乳がんは数あるがんの中でも比較的関わる機会の多いがんですよね。
今回は、乳がんを初めて自分で勉強しようとしたときに、読んで役に立ったな~と思った本『患者さんのための乳がん診療ガイドライン』について紹介したいと思います(2023年版が2023/2/10に発売しました)。
お勧めするポイントはザックリと
- 患者さんによく聞かれる質問が載っている
- 易しく読みやすい文章
- 古いけど2019年版は無料でWeb版も見ることが出来る
の3点です。
患者さんだけでなく、がんに関わることになった医療者が読んでも役に立つ1冊です。
さっそく見ていきましょう!
患者さんからよく聞かれるような質問が載っている
私もよく薬剤導入の説明をしていますが、その時にいろいろな質問を患者されて困ったことはありませんか?
『患者さんのための乳がん診療ガイドライン』の【生活習慣と乳がん再発リスクとの関連について】という項目では、
- 肥満は乳がん再発リスクと関連がありますか
- 脂肪の摂取は乳がん再発リスクと関連がありますか
- アルコール飲料の摂取は乳がんの再発リスクと関連がありますか
- 乳製品の摂取は乳がん再発リスクと関連がありますか
- 食事によるイソフラボン摂取は乳がん再発リスクと関連がありますか
- 喫煙は乳がん再発リスクと関連がありますか
- 運動は乳がん再発予防に有効ですか
などといった内容ついてもわかりやすく解説してしてます。
ここに載ってる内容けっこう患者さんに聞かれませんか?
私は術後ホルモン剤の導入中などによく聞かれます。
『患者さんのための乳がん診療ガイドライン』の解説は表現が易しいため、そのまま患者さんの指導にも使用できます。

........

◆ 作業内容
**1.** 本文から「今回は、乳がんを初めて自分で」から「さっそく見ていきましょう!」まで(両端を含む)を正確に引用する。
**2.** 本文によると、『患者さんのための乳がん診療ガイドライン』の2023年版はいつ発売されたか。
**3.** 本文で【生活習慣と乳がん再発リスクとの関連について】の項目に載っている内容として挙げられている質問をすべて書き出す。
本文に書かれていることだけを使う。

........

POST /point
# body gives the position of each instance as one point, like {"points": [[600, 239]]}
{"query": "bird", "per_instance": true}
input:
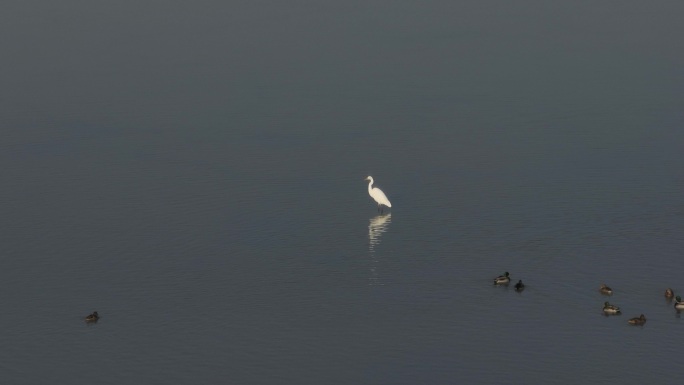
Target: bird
{"points": [[669, 293], [92, 317], [605, 289], [502, 279], [679, 305], [377, 195], [519, 286], [610, 309], [638, 320]]}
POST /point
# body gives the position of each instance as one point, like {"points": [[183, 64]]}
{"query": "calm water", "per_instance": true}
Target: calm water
{"points": [[194, 172]]}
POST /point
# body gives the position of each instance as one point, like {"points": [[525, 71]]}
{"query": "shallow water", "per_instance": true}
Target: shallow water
{"points": [[195, 173]]}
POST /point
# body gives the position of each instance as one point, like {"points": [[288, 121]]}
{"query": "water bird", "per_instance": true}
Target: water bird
{"points": [[679, 305], [519, 286], [377, 194], [638, 320], [92, 317], [502, 279], [610, 309], [605, 289]]}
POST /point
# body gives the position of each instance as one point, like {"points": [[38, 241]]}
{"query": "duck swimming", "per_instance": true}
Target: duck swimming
{"points": [[502, 279], [605, 289], [679, 305], [519, 286], [92, 317], [610, 309], [638, 320]]}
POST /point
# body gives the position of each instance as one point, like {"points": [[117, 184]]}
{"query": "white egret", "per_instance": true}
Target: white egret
{"points": [[377, 195]]}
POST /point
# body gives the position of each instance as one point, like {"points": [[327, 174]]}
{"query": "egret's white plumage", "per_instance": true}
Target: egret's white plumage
{"points": [[377, 194]]}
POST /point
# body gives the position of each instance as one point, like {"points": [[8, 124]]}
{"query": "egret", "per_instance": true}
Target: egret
{"points": [[378, 195]]}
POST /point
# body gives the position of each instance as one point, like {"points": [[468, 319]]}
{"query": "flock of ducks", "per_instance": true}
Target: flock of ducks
{"points": [[608, 309]]}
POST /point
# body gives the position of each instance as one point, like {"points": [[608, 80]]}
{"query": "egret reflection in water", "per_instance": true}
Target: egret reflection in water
{"points": [[378, 225]]}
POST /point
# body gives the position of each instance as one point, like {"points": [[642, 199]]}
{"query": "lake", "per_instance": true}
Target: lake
{"points": [[194, 171]]}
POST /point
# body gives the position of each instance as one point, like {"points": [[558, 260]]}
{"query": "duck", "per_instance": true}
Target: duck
{"points": [[610, 309], [679, 305], [605, 289], [502, 279], [92, 317], [638, 320], [519, 286]]}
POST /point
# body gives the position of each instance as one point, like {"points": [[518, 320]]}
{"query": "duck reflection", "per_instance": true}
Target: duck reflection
{"points": [[377, 226]]}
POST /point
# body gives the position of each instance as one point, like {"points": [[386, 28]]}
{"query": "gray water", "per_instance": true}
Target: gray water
{"points": [[194, 172]]}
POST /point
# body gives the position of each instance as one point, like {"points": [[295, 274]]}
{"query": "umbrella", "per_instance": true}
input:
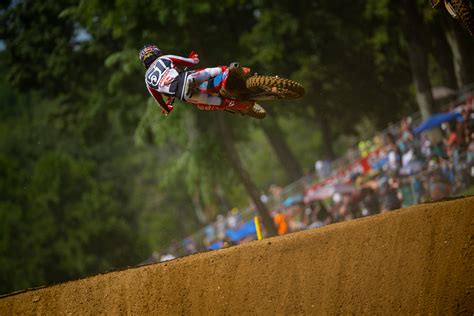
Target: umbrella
{"points": [[292, 200], [243, 231], [441, 92], [436, 120], [328, 191]]}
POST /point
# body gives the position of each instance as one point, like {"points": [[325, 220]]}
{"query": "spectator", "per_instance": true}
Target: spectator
{"points": [[370, 201], [281, 223]]}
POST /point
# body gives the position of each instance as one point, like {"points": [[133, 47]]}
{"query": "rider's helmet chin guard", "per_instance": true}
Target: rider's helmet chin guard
{"points": [[148, 54]]}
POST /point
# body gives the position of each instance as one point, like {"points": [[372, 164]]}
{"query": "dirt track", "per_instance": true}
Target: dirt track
{"points": [[416, 260]]}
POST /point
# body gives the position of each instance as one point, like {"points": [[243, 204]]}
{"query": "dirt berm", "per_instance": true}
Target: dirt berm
{"points": [[415, 260]]}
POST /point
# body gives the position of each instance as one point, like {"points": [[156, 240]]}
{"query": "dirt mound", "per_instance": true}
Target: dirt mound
{"points": [[415, 260]]}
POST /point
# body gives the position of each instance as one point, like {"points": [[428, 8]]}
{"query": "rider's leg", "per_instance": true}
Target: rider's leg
{"points": [[206, 74], [204, 98]]}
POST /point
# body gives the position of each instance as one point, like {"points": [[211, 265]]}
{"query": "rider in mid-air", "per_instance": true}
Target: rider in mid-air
{"points": [[165, 77]]}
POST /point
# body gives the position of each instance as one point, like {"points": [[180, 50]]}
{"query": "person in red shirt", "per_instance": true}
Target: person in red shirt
{"points": [[166, 77]]}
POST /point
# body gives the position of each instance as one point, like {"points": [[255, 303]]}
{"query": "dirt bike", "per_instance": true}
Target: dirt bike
{"points": [[244, 88], [458, 9]]}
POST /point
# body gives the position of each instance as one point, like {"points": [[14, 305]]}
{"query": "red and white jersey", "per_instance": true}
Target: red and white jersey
{"points": [[163, 72]]}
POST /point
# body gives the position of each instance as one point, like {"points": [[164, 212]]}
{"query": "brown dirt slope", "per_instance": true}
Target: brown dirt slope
{"points": [[415, 260]]}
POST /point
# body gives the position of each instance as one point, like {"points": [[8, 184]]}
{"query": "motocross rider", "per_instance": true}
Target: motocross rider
{"points": [[165, 77]]}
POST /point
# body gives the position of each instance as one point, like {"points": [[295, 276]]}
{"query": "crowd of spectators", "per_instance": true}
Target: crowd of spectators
{"points": [[404, 165]]}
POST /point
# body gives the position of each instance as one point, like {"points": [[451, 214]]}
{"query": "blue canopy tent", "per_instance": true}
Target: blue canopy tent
{"points": [[436, 120]]}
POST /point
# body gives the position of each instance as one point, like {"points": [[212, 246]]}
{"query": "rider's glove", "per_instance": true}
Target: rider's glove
{"points": [[169, 108], [194, 55]]}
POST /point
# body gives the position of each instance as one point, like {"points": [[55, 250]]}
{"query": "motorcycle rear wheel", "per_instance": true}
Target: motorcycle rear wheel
{"points": [[273, 88], [464, 12]]}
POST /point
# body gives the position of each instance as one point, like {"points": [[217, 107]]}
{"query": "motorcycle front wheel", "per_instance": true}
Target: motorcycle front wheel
{"points": [[273, 88]]}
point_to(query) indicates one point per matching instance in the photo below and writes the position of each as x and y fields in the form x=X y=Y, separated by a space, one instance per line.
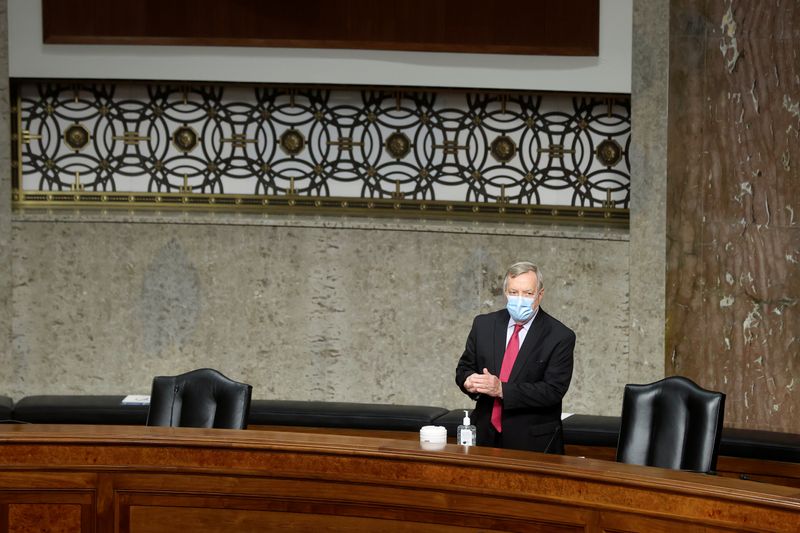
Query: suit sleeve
x=552 y=387
x=468 y=363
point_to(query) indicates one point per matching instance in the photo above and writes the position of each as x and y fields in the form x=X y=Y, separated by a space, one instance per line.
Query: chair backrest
x=201 y=398
x=672 y=423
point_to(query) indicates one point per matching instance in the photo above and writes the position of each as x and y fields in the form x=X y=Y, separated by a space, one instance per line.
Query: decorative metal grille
x=474 y=153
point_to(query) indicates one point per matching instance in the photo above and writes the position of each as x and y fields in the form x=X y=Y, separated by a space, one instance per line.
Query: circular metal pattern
x=503 y=149
x=398 y=145
x=609 y=152
x=292 y=142
x=480 y=148
x=184 y=139
x=76 y=137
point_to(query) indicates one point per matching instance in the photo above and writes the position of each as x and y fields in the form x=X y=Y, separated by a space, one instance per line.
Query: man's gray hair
x=520 y=268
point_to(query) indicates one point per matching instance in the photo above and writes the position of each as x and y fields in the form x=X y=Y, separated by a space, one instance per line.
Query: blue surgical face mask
x=520 y=308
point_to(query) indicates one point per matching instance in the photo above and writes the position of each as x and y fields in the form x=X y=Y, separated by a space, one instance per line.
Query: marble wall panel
x=339 y=313
x=5 y=186
x=648 y=190
x=734 y=187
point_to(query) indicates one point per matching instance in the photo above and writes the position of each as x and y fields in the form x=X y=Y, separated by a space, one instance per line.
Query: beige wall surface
x=366 y=312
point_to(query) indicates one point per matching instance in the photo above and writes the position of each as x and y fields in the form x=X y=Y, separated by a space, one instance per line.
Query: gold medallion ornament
x=397 y=145
x=503 y=149
x=609 y=152
x=76 y=137
x=292 y=142
x=184 y=139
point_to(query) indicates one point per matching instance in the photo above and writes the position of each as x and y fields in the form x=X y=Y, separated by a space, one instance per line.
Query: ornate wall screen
x=513 y=156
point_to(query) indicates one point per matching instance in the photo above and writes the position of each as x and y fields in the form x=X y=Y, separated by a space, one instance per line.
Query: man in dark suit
x=517 y=364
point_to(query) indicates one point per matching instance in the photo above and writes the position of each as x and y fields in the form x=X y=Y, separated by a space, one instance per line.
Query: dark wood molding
x=533 y=27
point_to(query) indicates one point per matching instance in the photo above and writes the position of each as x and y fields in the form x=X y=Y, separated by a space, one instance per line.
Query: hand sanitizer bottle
x=466 y=432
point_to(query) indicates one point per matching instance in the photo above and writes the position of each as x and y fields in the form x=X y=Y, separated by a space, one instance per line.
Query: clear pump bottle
x=466 y=432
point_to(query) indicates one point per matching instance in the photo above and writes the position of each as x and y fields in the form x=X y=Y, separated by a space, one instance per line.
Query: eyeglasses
x=524 y=294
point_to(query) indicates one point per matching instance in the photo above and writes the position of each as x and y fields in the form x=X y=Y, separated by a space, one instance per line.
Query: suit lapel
x=531 y=345
x=499 y=341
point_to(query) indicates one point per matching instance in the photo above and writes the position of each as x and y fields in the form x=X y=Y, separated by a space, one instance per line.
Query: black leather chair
x=201 y=398
x=672 y=423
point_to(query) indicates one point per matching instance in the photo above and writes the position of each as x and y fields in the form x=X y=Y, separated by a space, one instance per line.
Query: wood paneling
x=568 y=27
x=162 y=479
x=733 y=259
x=53 y=518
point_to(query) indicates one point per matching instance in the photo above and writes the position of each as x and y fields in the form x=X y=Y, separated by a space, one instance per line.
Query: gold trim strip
x=340 y=206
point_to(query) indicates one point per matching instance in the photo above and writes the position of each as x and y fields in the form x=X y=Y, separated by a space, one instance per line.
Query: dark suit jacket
x=538 y=381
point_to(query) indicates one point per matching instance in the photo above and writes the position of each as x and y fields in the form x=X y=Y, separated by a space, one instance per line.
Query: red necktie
x=505 y=371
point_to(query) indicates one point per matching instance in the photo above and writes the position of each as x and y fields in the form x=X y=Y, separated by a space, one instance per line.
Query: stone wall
x=733 y=282
x=304 y=309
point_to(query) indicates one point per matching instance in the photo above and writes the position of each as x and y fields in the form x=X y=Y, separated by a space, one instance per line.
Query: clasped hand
x=485 y=383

........

◆ 各回答
**1.**
今回は、乳がんを初めて自分で勉強しようとしたときに、読んで役に立ったな~と思った本『患者さんのための乳がん診療ガイドライン』について紹介したいと思います(2023年版が2023/2/10に発売しました)。
お勧めするポイントはザックリと
- 患者さんによく聞かれる質問が載っている
- 易しく読みやすい文章
- 古いけど2019年版は無料でWeb版も見ることが出来る
の3点です。
患者さんだけでなく、がんに関わることになった医療者が読んでも役に立つ1冊です。
さっそく見ていきましょう!

**2.** 2023年2月10日

**3.**
- 肥満は乳がん再発リスクと関連がありますか
- 脂肪の摂取は乳がん再発リスクと関連がありますか
- アルコール飲料の摂取は乳がんの再発リスクと関連がありますか
- 乳製品の摂取は乳がん再発リスクと関連がありますか
- 食事によるイソフラボン摂取は乳がん再発リスクと関連がありますか
- 喫煙は乳がん再発リスクと関連がありますか
- 運動は乳がん再発予防に有効ですか